Supplied information:
────────────────────────────────────────
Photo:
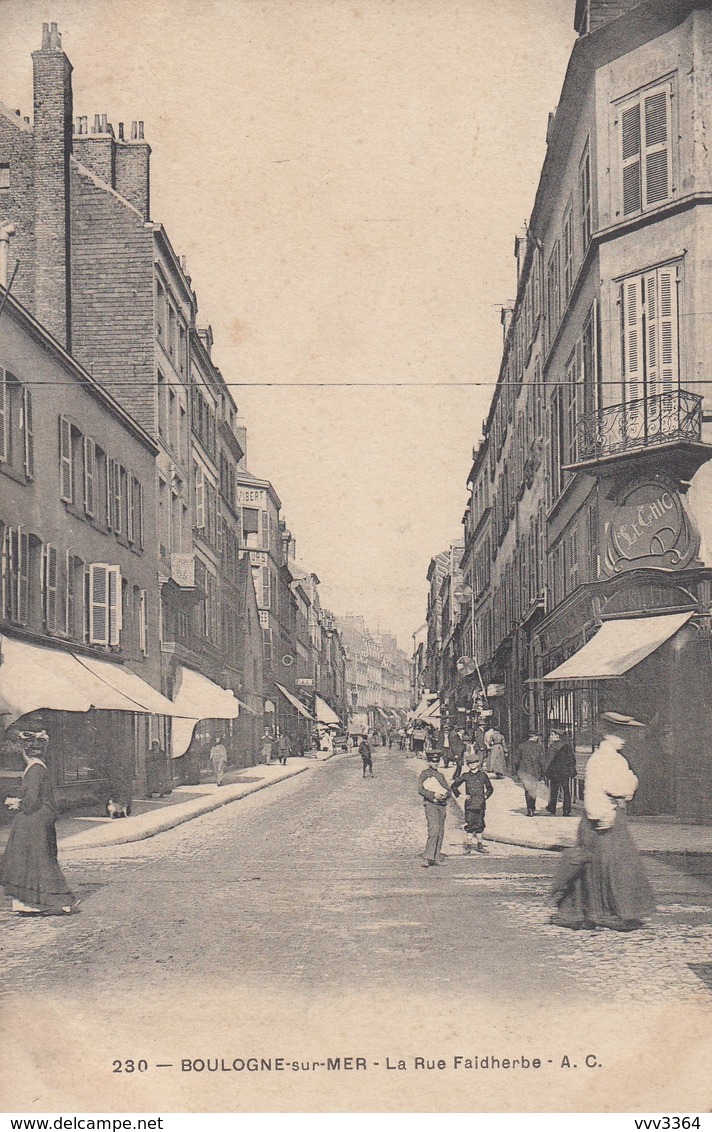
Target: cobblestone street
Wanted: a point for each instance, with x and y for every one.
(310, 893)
────────────────────────────────────────
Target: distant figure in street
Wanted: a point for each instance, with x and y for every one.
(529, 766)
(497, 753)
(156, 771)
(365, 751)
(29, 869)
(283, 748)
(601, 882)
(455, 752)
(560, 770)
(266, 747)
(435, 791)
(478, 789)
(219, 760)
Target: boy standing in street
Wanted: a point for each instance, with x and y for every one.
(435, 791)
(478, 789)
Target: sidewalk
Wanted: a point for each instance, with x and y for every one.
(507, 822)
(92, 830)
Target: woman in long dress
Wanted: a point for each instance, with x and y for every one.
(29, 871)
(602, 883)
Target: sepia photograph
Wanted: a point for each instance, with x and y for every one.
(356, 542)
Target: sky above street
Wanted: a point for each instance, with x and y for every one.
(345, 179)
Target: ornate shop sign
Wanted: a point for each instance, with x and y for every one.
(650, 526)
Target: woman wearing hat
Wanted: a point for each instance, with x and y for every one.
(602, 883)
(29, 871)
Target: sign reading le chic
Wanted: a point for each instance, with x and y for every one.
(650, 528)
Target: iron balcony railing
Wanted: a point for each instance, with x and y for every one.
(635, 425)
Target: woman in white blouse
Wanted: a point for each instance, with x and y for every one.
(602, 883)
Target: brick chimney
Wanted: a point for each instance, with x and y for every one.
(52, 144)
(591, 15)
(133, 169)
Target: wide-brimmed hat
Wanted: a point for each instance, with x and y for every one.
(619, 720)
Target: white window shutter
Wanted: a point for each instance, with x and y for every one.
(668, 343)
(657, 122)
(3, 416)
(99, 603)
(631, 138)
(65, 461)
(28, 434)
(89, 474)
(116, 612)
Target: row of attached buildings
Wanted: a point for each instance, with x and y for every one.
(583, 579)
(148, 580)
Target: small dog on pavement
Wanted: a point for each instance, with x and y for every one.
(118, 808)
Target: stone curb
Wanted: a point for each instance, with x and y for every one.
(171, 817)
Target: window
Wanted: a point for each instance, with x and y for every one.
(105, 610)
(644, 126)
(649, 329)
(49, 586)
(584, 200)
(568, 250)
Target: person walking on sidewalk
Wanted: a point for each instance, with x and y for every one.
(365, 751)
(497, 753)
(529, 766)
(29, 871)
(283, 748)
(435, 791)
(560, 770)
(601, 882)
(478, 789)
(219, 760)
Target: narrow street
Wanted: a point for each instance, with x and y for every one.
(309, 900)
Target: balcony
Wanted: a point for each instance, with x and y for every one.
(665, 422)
────────────────────────────────────────
Exercise prompt:
Count the lines in the data above that contain the word "white". Give only the number.

Full solution:
2